■ Text passage:
▽

6.1 Multibeam
PosPac was used to process the data from the Applanix POS MV GNSS. This provides highly accurate position and orientation. Here the PP-RTX method is used which is a multi-frequency GNSS positioning technology that combines the high accuracy of reference stations based differential GNSS with the highly productive wide-area coverage of global satellite corrections.
Once the navigation was processed the data were then exported as SBET files relative to ETRS89 datum. SBET contains all corrections for altitude, motion and navigation ready to be applied to the bathymetry data.
The multibeam bathymetric data were recorded using the software QINSy and were collected over several parallel run-lines along the cable route corridor. The lines were surveyed with an approximately overlap of 20 %. Besides the main survey lines, some additional infill lines were acquired to ensure full data coverage. The multibeam echosounder data acquired was of very high quality with very low noise. Processing of the raw multibeam echosounder data were performed using the software QPS Qimera and NaviEdit/NaviModel. The processing steps in Qimera comprise the application of sound velocity profiles, applying SBET and RTK correction and filtering of data. Sound velocity profiles were measured regularly during the survey and a linear temporal interpolation was made between each sound velocity profile. The data underwent a preliminary cleaning to remove significant outliers and then a filter was setup to remove erroneous points.
Finally, data were merged together in NaviModel and from here the point cloud soundings in XYZ format and the binned data with 0.25 m, and 1.0 m and 5 m grid cell size in XYZ format were exported. The exported XYZ files were loaded into GlobalMapper where GeoTiffs was generated with sufficient shading to highlight contacts and seabed variations.
The following software packages from QPS and EIVA were utilized to process the bathymetric datasets:
• Qimera – Project file manager and editing of overall survey parameters.
• NaviModel – 3D modelling for visualization and data deliverable generation.
In Figure 6-1 is shown a simplified workflow for the MBES processing.

△

■ Task list:
[A] According to the multibeam processing text, why were some additional infill lines acquired beyond the main survey lines?
[B] Please update the multibeam processing text from "The following software" up to and including "the MBES processing.", replacing "simplified" with "schematic".
[C] Write what comes next in the multibeam processing text, picking up after its final sentence.

(Stored data entries)
▽

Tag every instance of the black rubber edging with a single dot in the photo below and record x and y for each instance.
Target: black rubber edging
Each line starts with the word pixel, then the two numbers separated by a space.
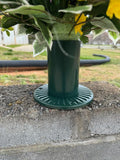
pixel 43 63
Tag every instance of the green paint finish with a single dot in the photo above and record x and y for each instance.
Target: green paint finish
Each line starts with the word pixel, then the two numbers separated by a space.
pixel 63 90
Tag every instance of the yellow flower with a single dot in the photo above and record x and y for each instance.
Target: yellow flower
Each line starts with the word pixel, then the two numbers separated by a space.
pixel 113 9
pixel 79 22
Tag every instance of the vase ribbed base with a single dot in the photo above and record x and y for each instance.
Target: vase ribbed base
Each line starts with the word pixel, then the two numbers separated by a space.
pixel 83 98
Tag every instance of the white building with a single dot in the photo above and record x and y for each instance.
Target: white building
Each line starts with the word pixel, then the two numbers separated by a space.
pixel 14 38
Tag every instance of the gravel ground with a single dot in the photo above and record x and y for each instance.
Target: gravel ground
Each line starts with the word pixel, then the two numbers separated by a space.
pixel 19 101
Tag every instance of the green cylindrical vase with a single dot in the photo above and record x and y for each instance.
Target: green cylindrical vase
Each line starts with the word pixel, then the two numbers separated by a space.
pixel 63 90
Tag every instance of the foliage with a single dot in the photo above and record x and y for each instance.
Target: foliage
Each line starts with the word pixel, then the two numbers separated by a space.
pixel 60 19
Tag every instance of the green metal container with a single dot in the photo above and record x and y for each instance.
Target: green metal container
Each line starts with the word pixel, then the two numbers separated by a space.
pixel 63 90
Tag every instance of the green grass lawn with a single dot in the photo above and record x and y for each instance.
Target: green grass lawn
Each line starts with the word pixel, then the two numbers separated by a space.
pixel 106 72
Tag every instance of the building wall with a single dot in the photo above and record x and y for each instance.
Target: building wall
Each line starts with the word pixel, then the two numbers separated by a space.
pixel 14 38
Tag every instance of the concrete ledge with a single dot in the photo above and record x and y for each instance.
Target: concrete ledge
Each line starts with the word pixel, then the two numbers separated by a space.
pixel 24 122
pixel 104 148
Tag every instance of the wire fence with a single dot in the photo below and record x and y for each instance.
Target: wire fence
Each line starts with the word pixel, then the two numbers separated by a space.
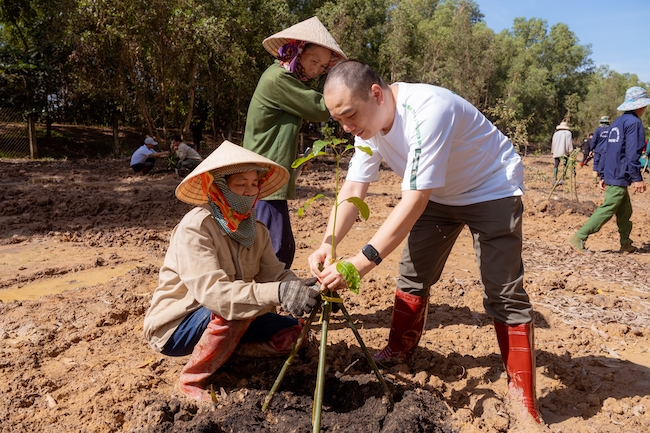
pixel 14 133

△

■ Answers for the exercise:
[A] The additional infill lines were acquired to ensure full data coverage.

[B]
The following software packages from QPS and EIVA were utilized to process the bathymetric datasets:
• Qimera – Project file manager and editing of overall survey parameters.
• NaviModel – 3D modelling for visualization and data deliverable generation.
In Figure 6-1 is shown a schematic workflow for the MBES processing.

[C]
Figure 6-1: Workflow for MBES processing
In few cases the TVU and THU exceeded the IHO special order specifications. These peaks in THU/TVU are caused by lost RTK correction. However, if the RTK correction was lost over longer time the line was either resurveyed or infill was acquired later on. In some areas located offshore near the windfarm site the RTK correction was lost over short time. For these areas the following procedures has been made to improve data quality:
- Two filters were used to fit the area without RTK correction;
using the best fit algorithm – this applies only for tracks which have two overlapping neighbours.
o Shift pings to neighbours (Inspection Area): this algorithm does the same as above but just applies for pings inside a selected area.
The shifts are applied to the transducer height so the entire ping will be shifted vertically. This will not change the original transducer height the shifts will only be stored in the AutoClean files.
In order to verify these corrections the same procedure was made in Qimera using the TU Delft function which do the same shift but using another algorithm. The results from the ping
corrections can be seen in Figure 6-2 and 6-3.
Figure 6-2: MBES grid with missing RTK correction – before shift correction
Figure 6-3: MBES grid after shift correction
6.2 Backscatter
Backscatter data was recorded and stored in the raw MBES files (*.db in QPS QINSy and *.SBD in NaviScan). For Mintaka I and Hydrocat the backscatter data was acquired with the Reson T50 and recorded in Time-Series mode. Whereas, for Rambunctious the data was acquired using the Norbit iWBMSh and recorded both in, side scan- and snippets mode. Backscatter data was processed in NaviModel and QPS FM Geocoder Toolbox. The overall processing workflow can be seen in Figure 6-4.
Figure 6-4: Workflow for Backscatter processing
The backscatter was processed using fully processed MBES data.
6.3 Side Scan Sonar
Chesapeake SonarWiz was used to process the raw low and high frequency xtf files. The data were loaded into several separate projects: one for each acquired block (GL01-GL12) which also are divided into one low frequency (LF) and one high frequency (HF). A course made good (CMG) was applied to the heading and a 200 pings smoothing was applied during the import. The data were further smoothed with regards to heading by executing a smoothing filter of 15 pings to ensure no real navigation was lost. The smoothed navigation from the LF was exported and injected into the HF files. Also, the LF navigation data were exported and used to produce track lines.
After the navigation was processed a suitable bottom track was made for all lines, and a bottom track batch was then used. Hereafter, the bottom track was checked on a line-by-line basis to ensure the water column was removed sufficiently.
Based on the slant-range corrected data in both projects an Empirical Gain Normalisation (EGN) was set up to enhance quality and balance of the intensity across all lines. The EGN table was QC’d and to improve the data quality a de-stripe was set up. An extra EGN table was set up in cases where the gain wasn’t aligned across survey lines. If, the extra EGN wasn’t acceptable a AutoTVG was applied and the EGN was removed from the line. After the gain settings was applied the xtf files was ordered to show the best data on top and to ensure as much nadir coverage as possible.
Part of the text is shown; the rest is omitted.